Problem A — Write out the passage on the limitations period for breach of fiduciary duty between "the written termination" and "App. 3d at 803.", inclusive.

Document —
-- start --

This is particularly true where the written contract includes

duties implied in law, and the person seeking relief is asserting

a breach of that implied duty. We do note, however, that an

Illinois decision which has previously considered an action based

on breach of an implied fiduciary arising from a written contract

applied the five-year rather than the 10-year period of

limitations. Luminall Paints, Inc. v. La Salle National Bank, 220

Ill. App. 3d 796 (1991). The appellate majority in the case at bar

distinguished Luminall as well as another case, Anderson v. Doss,

133 Ill. App. 2d 798 (1971), on the grounds that "[i]n neither case

was the fiduciary duty implied as a matter of law in a written

agency contract." 273 Ill. App. 3d at 87. While this distinction is

valid as to Anderson, it does not hold true for Luminall. In

Luminall, the fiduciary duty was implied as a matter of law in a

written agreement which terminated a master lease. The plaintiff

there specifically alleged in its breach of fiduciary duty count

that the defendant agreed to act as plaintiff's agent by virtue of

the written termination agreement. Citing section 13--205, the same

provision relied on by defendants in this case, the Luminall court

held that "[i]n Illinois the statute of limitations for breach of

fiduciary duty is five years." Luminall, 220 Ill. App. 3d at 803.

-- end --

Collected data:
-- start --

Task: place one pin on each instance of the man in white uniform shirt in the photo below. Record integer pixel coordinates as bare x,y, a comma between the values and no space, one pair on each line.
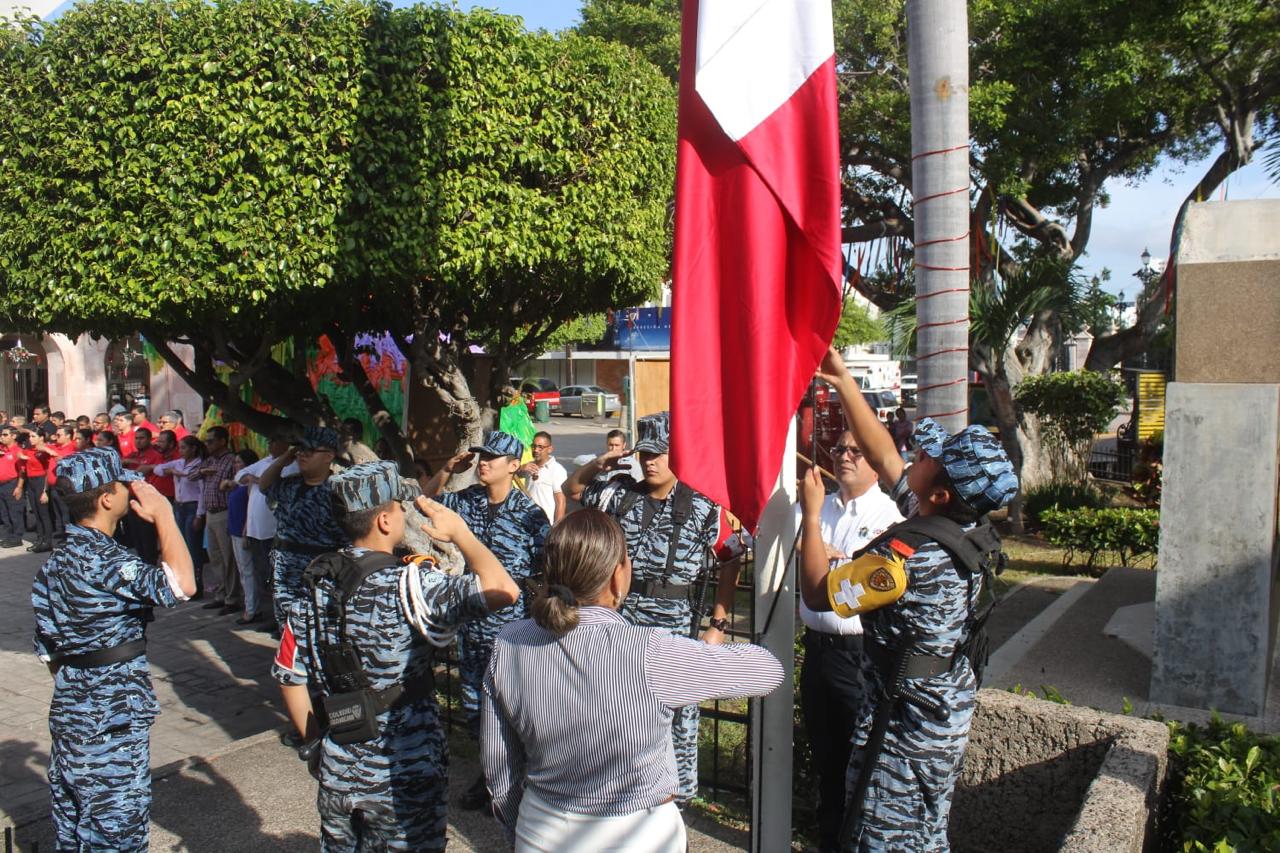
828,692
260,523
544,478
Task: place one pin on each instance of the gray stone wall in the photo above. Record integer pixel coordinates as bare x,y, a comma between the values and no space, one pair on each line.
1043,776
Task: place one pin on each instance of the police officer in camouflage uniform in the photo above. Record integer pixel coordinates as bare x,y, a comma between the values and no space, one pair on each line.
92,600
387,792
304,514
513,528
961,478
670,529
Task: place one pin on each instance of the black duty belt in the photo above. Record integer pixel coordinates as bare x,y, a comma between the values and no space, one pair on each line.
844,642
101,657
918,666
401,694
297,547
659,589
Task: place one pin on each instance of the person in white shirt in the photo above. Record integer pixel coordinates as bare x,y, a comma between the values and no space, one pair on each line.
853,516
544,478
260,523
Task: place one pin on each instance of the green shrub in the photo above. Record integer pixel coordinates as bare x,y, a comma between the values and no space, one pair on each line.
1224,789
1148,471
1072,407
1120,532
1060,496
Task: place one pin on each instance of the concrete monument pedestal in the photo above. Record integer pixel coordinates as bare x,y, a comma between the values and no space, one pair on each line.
1216,591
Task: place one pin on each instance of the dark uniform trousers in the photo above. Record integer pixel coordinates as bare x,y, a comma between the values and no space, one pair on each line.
830,696
13,514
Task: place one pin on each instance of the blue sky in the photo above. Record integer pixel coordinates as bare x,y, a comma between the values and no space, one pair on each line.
1137,217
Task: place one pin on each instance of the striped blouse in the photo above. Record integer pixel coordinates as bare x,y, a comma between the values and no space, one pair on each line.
585,719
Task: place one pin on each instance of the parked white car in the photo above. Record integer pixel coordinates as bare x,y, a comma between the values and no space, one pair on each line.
571,400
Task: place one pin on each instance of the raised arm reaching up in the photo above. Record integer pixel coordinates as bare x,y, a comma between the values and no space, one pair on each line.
869,433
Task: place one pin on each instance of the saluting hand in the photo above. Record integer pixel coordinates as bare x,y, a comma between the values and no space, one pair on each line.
612,460
149,503
446,525
812,493
458,463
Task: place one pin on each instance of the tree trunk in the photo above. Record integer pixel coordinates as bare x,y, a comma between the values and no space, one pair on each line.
938,62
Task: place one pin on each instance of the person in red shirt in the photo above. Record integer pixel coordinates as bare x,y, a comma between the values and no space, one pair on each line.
142,534
147,455
172,419
123,428
35,492
140,419
13,471
63,445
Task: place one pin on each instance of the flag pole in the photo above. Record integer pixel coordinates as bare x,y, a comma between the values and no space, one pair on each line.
773,716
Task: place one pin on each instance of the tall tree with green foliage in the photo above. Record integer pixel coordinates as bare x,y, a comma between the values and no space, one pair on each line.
1065,96
232,174
856,325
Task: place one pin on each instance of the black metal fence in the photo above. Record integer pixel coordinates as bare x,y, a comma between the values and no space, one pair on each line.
1112,463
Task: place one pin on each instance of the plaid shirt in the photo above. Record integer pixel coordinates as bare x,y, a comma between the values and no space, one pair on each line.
211,497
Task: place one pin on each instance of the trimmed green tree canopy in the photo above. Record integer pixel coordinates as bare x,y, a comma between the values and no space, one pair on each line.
229,173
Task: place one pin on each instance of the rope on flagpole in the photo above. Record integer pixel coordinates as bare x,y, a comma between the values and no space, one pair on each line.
956,238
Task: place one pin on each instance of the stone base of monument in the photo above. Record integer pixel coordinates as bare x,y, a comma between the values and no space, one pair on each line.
1045,776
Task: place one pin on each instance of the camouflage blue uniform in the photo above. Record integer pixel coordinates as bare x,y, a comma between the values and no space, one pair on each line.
909,798
388,793
515,530
304,518
648,544
92,594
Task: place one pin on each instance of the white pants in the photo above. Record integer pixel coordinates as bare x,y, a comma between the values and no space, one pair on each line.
543,828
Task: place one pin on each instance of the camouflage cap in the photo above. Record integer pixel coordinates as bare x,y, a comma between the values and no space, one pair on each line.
319,437
499,443
974,461
92,468
369,484
654,433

-- end --

Problem B — Filter the rows above and copy each one that contains the word "black".

Complete answer A —
the written termination agreement. Citing section 13--205, the same

provision relied on by defendants in this case, the Luminall court

held that "[i]n Illinois the statute of limitations for breach of

fiduciary duty is five years." Luminall, 220 Ill. App. 3d at 803.

Complete answer B —
Task: place one pin on each instance of the black duty belt in the photo above. Record integer pixel coordinates as bare x,y, a comma between the values and no space, one pair on each line.
Task: place one pin on each instance of the black metal fence in the photo above. Record integer pixel coordinates as bare x,y, a comma between the values and no space, one pair on each line.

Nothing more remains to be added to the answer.